Data listing:
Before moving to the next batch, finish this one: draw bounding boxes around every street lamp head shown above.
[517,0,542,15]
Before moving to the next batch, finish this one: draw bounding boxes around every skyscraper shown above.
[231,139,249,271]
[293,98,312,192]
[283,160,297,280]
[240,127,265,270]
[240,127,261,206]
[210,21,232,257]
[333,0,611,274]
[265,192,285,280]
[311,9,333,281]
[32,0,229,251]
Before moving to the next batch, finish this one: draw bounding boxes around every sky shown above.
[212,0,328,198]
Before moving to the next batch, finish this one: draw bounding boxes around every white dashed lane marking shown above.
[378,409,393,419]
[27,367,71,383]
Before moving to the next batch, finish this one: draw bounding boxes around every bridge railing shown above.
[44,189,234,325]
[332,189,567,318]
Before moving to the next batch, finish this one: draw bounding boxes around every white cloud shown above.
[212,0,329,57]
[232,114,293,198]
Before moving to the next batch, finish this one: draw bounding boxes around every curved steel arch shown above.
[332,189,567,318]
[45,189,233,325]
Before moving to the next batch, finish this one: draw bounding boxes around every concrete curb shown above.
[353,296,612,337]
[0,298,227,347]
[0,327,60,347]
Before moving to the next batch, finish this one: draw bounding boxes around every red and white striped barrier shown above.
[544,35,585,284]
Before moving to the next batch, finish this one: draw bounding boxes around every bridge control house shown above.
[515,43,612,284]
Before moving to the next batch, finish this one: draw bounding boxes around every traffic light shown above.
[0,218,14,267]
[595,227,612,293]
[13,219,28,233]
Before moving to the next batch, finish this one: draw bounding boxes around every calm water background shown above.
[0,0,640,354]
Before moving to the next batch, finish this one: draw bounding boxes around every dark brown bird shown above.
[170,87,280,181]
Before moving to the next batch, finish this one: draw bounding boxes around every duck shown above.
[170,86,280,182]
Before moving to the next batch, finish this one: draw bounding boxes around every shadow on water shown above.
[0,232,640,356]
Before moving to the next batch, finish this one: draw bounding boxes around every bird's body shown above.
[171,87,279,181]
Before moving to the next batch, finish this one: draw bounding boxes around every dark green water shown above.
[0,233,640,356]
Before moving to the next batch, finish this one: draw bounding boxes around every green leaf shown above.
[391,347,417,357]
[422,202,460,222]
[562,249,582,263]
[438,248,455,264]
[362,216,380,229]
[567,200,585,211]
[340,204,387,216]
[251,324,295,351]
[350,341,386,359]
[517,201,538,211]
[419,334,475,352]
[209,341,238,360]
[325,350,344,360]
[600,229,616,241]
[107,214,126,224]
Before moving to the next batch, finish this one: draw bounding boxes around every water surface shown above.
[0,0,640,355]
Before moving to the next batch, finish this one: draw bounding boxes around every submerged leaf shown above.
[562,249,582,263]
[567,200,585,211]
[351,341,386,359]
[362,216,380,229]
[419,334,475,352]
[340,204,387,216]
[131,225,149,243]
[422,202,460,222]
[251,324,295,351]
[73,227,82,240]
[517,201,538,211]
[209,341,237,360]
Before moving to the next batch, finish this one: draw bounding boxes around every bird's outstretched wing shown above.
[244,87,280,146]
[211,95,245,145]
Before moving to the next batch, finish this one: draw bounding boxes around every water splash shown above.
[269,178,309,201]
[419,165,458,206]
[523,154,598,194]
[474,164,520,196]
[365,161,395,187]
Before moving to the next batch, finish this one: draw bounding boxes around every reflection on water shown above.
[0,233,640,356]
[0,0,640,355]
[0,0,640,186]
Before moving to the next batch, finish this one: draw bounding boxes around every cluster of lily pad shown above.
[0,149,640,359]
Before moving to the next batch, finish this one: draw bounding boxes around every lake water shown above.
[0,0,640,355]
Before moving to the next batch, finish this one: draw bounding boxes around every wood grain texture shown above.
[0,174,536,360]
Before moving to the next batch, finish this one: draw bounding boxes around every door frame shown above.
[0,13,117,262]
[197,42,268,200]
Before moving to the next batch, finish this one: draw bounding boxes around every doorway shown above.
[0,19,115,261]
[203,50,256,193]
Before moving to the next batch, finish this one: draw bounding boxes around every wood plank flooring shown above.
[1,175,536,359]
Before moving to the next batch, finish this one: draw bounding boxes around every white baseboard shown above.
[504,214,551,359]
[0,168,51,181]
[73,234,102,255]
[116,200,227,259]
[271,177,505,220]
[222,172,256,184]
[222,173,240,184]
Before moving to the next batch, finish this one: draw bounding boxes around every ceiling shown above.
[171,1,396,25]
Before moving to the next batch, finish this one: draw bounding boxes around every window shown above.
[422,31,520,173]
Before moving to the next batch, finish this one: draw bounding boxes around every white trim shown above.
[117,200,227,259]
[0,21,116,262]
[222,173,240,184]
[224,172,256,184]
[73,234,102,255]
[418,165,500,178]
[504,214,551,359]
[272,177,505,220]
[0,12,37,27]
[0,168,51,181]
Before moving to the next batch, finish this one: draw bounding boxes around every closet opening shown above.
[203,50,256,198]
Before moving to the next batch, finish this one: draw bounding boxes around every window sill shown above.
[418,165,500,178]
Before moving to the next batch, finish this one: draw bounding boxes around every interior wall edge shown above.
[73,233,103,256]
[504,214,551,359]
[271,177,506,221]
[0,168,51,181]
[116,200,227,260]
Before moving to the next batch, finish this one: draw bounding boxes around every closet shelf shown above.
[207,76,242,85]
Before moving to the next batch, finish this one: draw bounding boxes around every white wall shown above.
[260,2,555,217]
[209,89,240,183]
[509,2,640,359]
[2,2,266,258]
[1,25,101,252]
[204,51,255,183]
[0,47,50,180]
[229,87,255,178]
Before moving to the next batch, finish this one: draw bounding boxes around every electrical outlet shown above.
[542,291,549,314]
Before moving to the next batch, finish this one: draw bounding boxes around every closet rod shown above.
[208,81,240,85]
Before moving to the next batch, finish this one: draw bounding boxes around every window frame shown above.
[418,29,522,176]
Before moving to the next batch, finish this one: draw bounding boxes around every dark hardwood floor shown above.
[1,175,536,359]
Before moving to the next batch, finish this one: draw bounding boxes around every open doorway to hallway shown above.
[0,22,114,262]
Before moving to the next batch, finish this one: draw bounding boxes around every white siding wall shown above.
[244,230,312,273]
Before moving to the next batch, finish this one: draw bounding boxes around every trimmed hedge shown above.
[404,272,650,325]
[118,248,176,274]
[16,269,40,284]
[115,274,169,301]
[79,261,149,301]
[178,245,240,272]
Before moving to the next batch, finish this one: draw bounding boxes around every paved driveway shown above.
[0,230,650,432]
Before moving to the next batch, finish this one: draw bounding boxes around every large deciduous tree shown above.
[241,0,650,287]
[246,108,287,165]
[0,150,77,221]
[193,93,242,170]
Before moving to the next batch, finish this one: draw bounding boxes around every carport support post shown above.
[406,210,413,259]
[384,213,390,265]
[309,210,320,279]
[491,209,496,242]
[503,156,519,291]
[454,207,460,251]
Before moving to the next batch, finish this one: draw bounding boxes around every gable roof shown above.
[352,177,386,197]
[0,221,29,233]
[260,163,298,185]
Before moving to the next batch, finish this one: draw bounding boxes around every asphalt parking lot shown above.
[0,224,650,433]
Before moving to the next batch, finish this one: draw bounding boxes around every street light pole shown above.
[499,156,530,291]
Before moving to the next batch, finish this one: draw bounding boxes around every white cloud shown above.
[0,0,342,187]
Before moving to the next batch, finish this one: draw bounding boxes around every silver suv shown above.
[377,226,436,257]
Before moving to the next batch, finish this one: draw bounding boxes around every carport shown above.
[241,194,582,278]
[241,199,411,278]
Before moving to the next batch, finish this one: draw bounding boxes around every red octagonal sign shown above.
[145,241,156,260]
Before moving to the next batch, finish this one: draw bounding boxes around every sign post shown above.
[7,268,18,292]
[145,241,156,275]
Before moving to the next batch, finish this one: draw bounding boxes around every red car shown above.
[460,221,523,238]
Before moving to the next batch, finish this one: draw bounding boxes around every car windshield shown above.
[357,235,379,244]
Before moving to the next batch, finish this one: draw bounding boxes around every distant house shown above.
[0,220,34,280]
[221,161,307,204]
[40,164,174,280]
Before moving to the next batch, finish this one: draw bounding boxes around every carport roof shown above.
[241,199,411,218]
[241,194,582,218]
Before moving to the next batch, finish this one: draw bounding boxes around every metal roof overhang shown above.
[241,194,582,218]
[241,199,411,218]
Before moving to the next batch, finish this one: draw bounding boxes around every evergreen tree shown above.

What you will do -> State how many lines of the records above contain the string "sign", treating uppercase and lowercase as distinct. Reply with the number alone.

Solution -> 2